* **The request**: Pick out every line of the data below that contains the word "hoof", and copy each one.

* **Task inputs**:
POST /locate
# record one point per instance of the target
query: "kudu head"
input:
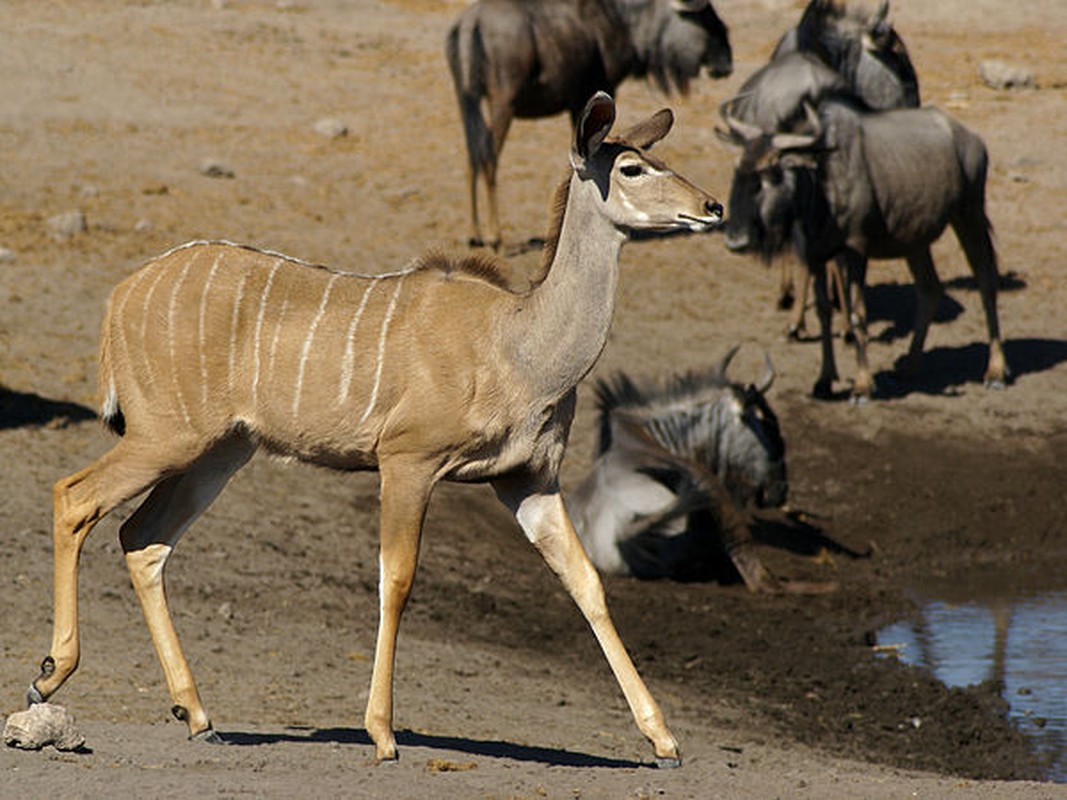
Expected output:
(639, 192)
(763, 195)
(691, 37)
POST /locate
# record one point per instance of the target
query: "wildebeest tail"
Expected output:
(466, 60)
(111, 414)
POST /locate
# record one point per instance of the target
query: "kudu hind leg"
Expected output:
(404, 494)
(929, 289)
(79, 502)
(148, 537)
(546, 524)
(972, 232)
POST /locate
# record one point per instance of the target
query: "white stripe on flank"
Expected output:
(348, 362)
(144, 324)
(307, 344)
(259, 328)
(238, 300)
(171, 309)
(120, 316)
(201, 333)
(381, 352)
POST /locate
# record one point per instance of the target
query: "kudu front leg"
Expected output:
(545, 523)
(403, 499)
(148, 538)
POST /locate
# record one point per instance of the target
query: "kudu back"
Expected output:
(434, 372)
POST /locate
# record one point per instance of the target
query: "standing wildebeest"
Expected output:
(674, 464)
(859, 45)
(868, 185)
(434, 372)
(833, 49)
(530, 59)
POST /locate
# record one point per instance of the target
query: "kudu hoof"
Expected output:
(208, 736)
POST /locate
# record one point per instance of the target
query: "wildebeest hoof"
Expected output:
(208, 736)
(823, 390)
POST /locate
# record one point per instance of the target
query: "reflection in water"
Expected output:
(1019, 642)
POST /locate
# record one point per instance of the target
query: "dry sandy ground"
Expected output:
(112, 108)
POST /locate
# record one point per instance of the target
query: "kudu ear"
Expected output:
(648, 132)
(593, 126)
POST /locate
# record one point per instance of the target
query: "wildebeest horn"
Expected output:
(743, 130)
(768, 376)
(725, 364)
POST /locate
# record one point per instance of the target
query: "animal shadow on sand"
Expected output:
(18, 409)
(548, 756)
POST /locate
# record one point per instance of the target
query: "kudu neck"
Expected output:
(566, 322)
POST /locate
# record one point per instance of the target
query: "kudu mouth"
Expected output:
(712, 218)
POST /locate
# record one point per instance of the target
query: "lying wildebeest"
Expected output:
(530, 59)
(868, 185)
(833, 49)
(675, 463)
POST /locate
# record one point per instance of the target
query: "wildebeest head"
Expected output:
(767, 184)
(727, 427)
(682, 37)
(861, 44)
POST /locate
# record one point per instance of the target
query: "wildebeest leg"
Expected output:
(853, 268)
(972, 230)
(928, 286)
(828, 373)
(148, 537)
(499, 122)
(796, 281)
(544, 521)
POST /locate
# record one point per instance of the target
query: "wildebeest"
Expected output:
(538, 58)
(859, 45)
(833, 49)
(675, 463)
(868, 185)
(436, 372)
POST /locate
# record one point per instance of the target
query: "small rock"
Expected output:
(68, 224)
(215, 169)
(1001, 75)
(331, 128)
(43, 724)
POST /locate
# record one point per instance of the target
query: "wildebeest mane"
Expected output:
(670, 412)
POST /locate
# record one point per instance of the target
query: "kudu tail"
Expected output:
(111, 414)
(466, 60)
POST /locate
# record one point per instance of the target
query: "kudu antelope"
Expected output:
(436, 372)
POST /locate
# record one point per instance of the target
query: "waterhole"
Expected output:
(1016, 638)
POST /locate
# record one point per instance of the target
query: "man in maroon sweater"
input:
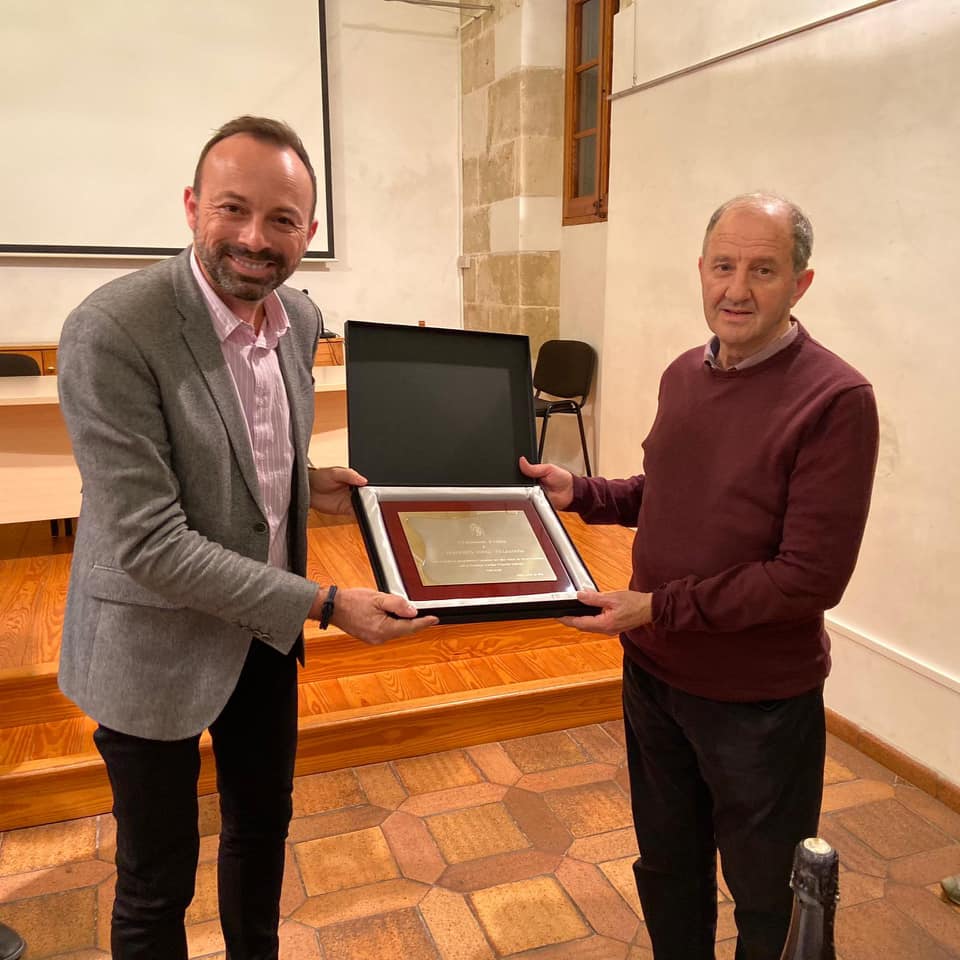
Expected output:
(749, 516)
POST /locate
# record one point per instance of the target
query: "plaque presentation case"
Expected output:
(436, 421)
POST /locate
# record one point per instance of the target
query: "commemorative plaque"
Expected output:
(437, 421)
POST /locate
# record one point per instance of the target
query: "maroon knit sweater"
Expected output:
(749, 519)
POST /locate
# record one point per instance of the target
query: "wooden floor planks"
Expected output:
(450, 686)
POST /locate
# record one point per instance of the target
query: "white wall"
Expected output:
(393, 76)
(858, 121)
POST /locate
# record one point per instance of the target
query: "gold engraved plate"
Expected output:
(452, 547)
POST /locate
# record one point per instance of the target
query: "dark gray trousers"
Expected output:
(155, 805)
(744, 778)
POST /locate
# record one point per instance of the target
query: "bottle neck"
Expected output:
(810, 936)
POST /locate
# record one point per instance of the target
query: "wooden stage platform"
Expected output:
(448, 687)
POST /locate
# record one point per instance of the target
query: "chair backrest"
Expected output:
(565, 368)
(18, 365)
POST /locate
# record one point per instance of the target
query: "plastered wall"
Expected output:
(858, 121)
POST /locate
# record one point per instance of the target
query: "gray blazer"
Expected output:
(169, 582)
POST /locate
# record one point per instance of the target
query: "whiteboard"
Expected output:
(107, 103)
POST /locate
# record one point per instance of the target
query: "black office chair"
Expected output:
(564, 370)
(22, 365)
(18, 365)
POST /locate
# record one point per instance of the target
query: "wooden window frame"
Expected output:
(590, 208)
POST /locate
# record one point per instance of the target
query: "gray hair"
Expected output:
(800, 225)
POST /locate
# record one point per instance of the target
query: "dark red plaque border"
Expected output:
(390, 510)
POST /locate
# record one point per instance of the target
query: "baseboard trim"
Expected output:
(895, 760)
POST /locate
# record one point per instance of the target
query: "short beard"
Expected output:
(223, 275)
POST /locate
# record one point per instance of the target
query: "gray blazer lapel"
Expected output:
(203, 343)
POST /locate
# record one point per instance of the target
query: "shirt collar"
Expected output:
(712, 348)
(225, 321)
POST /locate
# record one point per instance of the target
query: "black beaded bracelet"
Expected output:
(326, 611)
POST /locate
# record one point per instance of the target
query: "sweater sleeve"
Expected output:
(607, 501)
(827, 505)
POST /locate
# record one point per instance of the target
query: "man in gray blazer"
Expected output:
(188, 395)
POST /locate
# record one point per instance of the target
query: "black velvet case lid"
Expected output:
(437, 415)
(427, 405)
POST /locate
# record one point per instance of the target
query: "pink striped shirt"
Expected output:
(255, 367)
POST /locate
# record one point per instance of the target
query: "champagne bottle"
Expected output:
(815, 893)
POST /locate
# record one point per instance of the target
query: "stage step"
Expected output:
(449, 687)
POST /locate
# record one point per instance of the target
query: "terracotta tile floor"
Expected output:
(514, 849)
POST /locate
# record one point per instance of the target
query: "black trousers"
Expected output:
(155, 805)
(746, 778)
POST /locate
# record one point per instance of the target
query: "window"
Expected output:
(586, 138)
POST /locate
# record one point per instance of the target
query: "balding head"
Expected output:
(774, 205)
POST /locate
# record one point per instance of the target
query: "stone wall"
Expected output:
(512, 134)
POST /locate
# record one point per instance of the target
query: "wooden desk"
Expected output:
(39, 479)
(44, 353)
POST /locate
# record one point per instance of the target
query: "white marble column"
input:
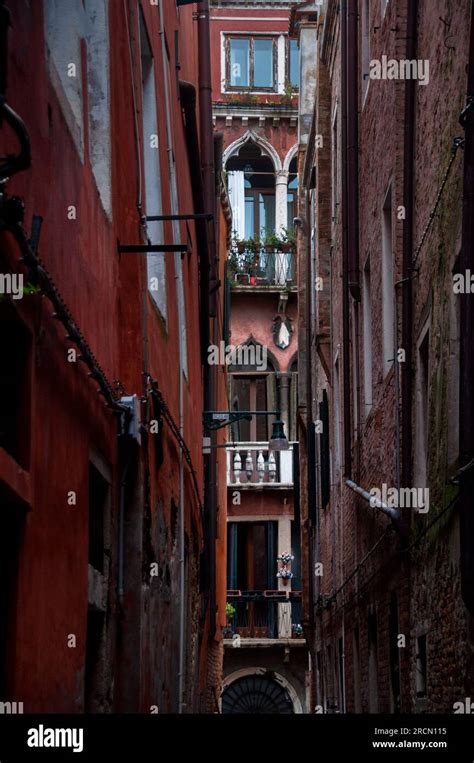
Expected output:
(281, 201)
(284, 546)
(281, 222)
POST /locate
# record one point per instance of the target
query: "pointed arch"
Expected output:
(257, 671)
(289, 157)
(266, 148)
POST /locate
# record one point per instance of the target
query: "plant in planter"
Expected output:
(230, 611)
(271, 241)
(290, 93)
(285, 558)
(284, 563)
(288, 240)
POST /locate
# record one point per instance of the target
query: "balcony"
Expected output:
(262, 269)
(251, 465)
(265, 615)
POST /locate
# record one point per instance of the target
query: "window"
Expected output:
(373, 660)
(334, 166)
(13, 524)
(251, 63)
(294, 64)
(367, 331)
(394, 654)
(341, 677)
(337, 417)
(453, 378)
(422, 387)
(421, 667)
(98, 506)
(324, 450)
(356, 666)
(250, 394)
(251, 567)
(292, 193)
(15, 380)
(387, 284)
(156, 265)
(365, 57)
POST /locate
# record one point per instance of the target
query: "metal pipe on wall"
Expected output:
(210, 285)
(407, 309)
(177, 265)
(346, 370)
(466, 358)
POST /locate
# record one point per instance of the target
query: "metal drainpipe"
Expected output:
(208, 173)
(410, 86)
(351, 94)
(346, 372)
(177, 265)
(466, 360)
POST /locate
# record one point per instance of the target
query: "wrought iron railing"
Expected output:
(265, 267)
(265, 614)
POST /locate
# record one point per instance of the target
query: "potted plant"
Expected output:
(230, 612)
(284, 563)
(297, 630)
(288, 241)
(290, 93)
(271, 241)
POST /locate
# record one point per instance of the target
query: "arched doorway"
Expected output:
(257, 695)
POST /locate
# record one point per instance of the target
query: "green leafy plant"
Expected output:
(289, 236)
(271, 239)
(290, 92)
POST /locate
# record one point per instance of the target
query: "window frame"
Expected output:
(251, 87)
(289, 40)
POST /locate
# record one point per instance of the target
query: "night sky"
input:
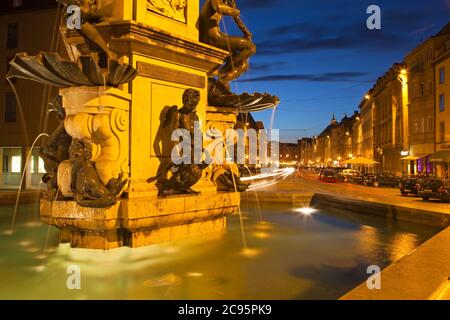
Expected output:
(319, 57)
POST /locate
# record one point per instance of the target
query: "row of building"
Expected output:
(403, 122)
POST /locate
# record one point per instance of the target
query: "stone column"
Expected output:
(99, 115)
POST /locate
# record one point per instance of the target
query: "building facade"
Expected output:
(421, 83)
(389, 115)
(442, 106)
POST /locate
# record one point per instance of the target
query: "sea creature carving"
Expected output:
(86, 185)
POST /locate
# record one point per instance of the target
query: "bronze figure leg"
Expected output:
(89, 31)
(241, 50)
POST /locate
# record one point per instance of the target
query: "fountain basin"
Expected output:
(139, 222)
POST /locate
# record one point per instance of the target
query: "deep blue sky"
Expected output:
(319, 57)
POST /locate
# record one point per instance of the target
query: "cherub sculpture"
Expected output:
(55, 150)
(86, 185)
(227, 179)
(183, 176)
(241, 48)
(89, 18)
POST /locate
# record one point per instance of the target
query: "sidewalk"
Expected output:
(309, 185)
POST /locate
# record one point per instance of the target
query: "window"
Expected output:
(16, 164)
(442, 75)
(430, 124)
(17, 3)
(37, 165)
(5, 167)
(442, 102)
(8, 66)
(10, 108)
(12, 35)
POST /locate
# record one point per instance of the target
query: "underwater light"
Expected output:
(306, 211)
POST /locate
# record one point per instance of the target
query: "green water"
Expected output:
(290, 256)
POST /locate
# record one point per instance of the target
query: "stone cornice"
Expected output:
(126, 37)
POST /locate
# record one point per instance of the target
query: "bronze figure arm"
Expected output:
(225, 9)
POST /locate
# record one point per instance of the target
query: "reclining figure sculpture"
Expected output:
(240, 50)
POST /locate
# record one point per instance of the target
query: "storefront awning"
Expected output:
(441, 156)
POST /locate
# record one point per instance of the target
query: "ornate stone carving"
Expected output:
(240, 50)
(101, 118)
(227, 178)
(174, 9)
(55, 150)
(183, 176)
(88, 189)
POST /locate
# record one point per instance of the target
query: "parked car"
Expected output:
(383, 180)
(328, 175)
(410, 186)
(348, 175)
(362, 177)
(435, 189)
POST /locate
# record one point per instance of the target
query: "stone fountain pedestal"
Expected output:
(123, 125)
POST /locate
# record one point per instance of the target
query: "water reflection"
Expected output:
(288, 257)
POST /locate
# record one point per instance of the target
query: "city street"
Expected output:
(307, 182)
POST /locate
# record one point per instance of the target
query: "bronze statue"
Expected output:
(226, 180)
(240, 48)
(89, 18)
(185, 175)
(56, 149)
(86, 185)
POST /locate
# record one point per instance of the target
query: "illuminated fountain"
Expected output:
(135, 74)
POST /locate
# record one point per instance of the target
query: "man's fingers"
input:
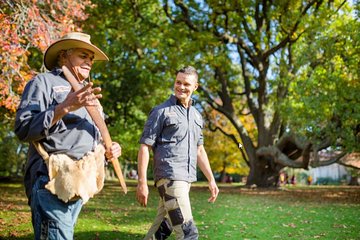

* **Task output**:
query: "kudu hoof"
query: "wildebeest hoof"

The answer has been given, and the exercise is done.